### What you will do:
Reproduce all the entries precisely.

### Exercise input:
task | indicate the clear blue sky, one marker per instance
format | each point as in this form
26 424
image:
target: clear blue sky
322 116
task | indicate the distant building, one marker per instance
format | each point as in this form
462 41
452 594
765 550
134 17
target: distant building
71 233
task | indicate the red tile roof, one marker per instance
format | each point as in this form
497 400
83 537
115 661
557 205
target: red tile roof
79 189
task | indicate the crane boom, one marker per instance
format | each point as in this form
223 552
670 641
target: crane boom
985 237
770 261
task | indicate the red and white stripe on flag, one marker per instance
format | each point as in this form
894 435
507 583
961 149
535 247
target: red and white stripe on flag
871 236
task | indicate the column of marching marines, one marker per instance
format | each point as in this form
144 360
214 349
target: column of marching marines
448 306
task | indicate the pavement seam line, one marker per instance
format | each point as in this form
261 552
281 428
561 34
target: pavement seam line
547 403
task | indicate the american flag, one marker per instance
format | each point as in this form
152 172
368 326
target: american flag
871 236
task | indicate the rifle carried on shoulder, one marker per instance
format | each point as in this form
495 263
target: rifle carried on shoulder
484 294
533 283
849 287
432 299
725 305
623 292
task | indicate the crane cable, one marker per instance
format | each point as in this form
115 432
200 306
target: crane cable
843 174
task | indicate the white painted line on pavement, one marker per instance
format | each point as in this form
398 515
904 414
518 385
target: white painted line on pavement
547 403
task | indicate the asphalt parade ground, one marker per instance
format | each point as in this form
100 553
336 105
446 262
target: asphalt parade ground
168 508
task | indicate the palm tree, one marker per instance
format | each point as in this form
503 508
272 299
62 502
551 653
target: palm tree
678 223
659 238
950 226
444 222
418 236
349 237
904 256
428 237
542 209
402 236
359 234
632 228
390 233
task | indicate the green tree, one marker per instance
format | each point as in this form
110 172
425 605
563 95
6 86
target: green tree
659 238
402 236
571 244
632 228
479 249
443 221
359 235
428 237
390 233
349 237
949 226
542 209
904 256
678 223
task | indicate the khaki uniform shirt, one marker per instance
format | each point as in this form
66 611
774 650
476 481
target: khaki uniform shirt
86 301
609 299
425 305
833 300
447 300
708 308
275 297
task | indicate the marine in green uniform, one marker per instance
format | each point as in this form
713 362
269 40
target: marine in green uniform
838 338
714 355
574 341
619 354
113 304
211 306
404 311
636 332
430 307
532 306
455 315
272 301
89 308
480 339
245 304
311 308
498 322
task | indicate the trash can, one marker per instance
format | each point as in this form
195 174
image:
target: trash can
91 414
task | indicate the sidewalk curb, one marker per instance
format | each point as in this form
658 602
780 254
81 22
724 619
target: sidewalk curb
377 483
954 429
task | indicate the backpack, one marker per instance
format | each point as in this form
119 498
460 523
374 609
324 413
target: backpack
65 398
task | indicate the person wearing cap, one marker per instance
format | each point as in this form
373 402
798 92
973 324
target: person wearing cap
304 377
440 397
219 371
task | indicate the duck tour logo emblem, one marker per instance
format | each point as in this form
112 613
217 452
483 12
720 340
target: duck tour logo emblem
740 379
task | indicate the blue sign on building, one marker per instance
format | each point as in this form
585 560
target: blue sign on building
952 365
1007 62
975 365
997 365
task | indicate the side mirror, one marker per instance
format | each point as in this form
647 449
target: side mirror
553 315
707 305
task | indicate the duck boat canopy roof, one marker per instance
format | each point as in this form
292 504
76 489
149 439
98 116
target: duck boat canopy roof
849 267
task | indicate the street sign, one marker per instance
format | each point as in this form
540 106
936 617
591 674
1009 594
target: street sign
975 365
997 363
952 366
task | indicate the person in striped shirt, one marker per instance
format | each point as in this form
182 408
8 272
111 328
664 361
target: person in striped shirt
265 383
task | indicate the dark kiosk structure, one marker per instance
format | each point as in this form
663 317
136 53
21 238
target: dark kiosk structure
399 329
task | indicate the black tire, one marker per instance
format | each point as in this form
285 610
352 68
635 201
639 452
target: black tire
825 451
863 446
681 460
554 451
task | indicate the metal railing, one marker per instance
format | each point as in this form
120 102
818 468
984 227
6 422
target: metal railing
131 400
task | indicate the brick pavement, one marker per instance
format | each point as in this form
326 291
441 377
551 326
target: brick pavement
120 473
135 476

### Answer to this exercise:
task | indicate the clear blue sky, one marker per instance
format | each point as in this form
26 424
image:
target: clear blue sky
322 116
task | indicate the distant building, one marker per instance
format | each point as in this form
462 41
452 594
765 550
134 17
target: distant building
71 233
task | indicate the red tile roof, one marker per instance
format | each point as in this form
497 400
83 537
115 661
557 205
target: red tile roof
79 189
task | indicate the crane boom, one marker per instance
format | each point as in this form
223 552
670 641
target: crane boom
985 237
770 261
task | indicate the red and white stripe on flag, one marker per instance
format | each point as in this form
894 435
507 583
961 149
535 247
target: red and white stripe on flag
871 236
task | indicate the column of marching marines, one marker per instance
format | each point as in this form
144 360
214 349
target: column of marching marines
448 306
task | indicate the pavement seam line, one marker per instance
format | each point as in this form
261 552
281 428
561 34
target: pavement seam line
547 403
task | indicate the american flag, one marker per instance
format | each point as in this form
152 172
368 326
target: american flag
871 236
task | indicate the rifle carried on shoulder, one marker per instance
format | each point as in this form
495 263
target: rifle carried on shoulder
484 294
533 283
849 287
432 299
725 305
623 292
task | indicate the crane cable, one marker per instance
format | each point as in this form
115 432
200 306
target: crane cable
843 174
task | indicate the white painted line on pavement, one marker per instance
format | each point as in this form
398 515
904 414
518 385
target: white painted line on pavement
547 403
task | indicate the asphalt parade ground, one marker per instance
format | each point as in this form
100 553
336 105
446 262
target: asphalt parade ground
168 508
task | indicate the palm tree, one marker per instance
format | each point as in this form
503 508
272 299
62 502
551 653
target: palm tree
678 223
659 238
950 226
444 222
418 236
349 237
904 256
428 237
542 209
402 236
359 234
632 228
390 233
task | indicate the green tree, one marker per instance
format | each point as in this form
110 172
425 605
563 95
6 86
target: green tree
659 238
402 236
571 244
632 228
479 249
443 221
359 235
428 237
390 233
349 237
949 226
542 209
904 256
678 223
task | indicate the khaki uniform shirt, one marker per instance
format | each point as in this form
66 611
774 650
476 481
target: khaki uniform shirt
86 301
609 299
425 305
833 300
447 300
708 308
275 297
task | indicate the marine in green uniform, one marker per instance
format | each point as in this form
713 362
269 40
target: marine in green uniform
838 338
714 355
574 341
619 354
113 304
211 306
404 311
636 332
430 307
532 306
455 315
272 301
89 308
480 339
245 304
311 308
498 322
task | indicate the trash can, one marker per instance
format | each point as in this form
195 174
image:
target: trash can
91 414
task | indicate the sidewalk curb, one marker per instance
format | each point as in this form
658 602
780 254
81 22
724 619
target: sidewalk curb
377 483
954 429
task | indicate the backpack, one marker per instance
format | each point as in this form
119 498
460 523
374 609
324 413
target: backpack
65 398
task | indicate the person wearing cap, one marker per instance
format | each point as in this form
373 402
798 92
973 324
target: person wearing cap
304 377
440 397
219 371
task | indicate the duck tour logo emblem, one marker per instance
format | each point as in this form
112 613
217 452
483 12
720 340
target: duck tour logo emblem
740 379
task | indicate the blue sign on building, one marker per instance
format | each point as in this form
585 560
target: blue sign on building
952 365
1007 62
975 365
997 365
task | indicate the side mirror, one marker per instance
format | each point as in this form
647 449
target: side mirror
553 315
707 305
task | indicate the duck boat canopy roof, one marker per instance
format | each point as in this form
292 504
76 489
149 439
98 116
target: duck boat canopy roof
849 267
task | indicate the street sign, one marker per instance
format | each point as in this form
540 106
936 617
591 674
1009 594
target: street sign
975 365
997 363
952 366
task | indicate the person in striped shirt, one marker per instance
format | each point as in this form
182 408
8 272
111 328
664 361
target: person in striped shirt
265 383
task | indicate the dark kiosk structure, one marker per instance
format | each point as in this form
663 317
136 53
21 238
target: dark kiosk structure
399 329
task | indicate the black tire, one marker per instance
format | each point as in this form
285 610
352 68
635 201
639 452
target: black tire
825 451
863 446
681 460
554 451
task | indicate the metal railing, one marker per instance
format | each point as in this form
120 102
818 468
984 227
6 422
target: metal railing
131 400
task | indicate the brick pavement, one marker per instance
format | each point as in this form
326 291
441 377
551 326
target: brick pavement
120 473
135 476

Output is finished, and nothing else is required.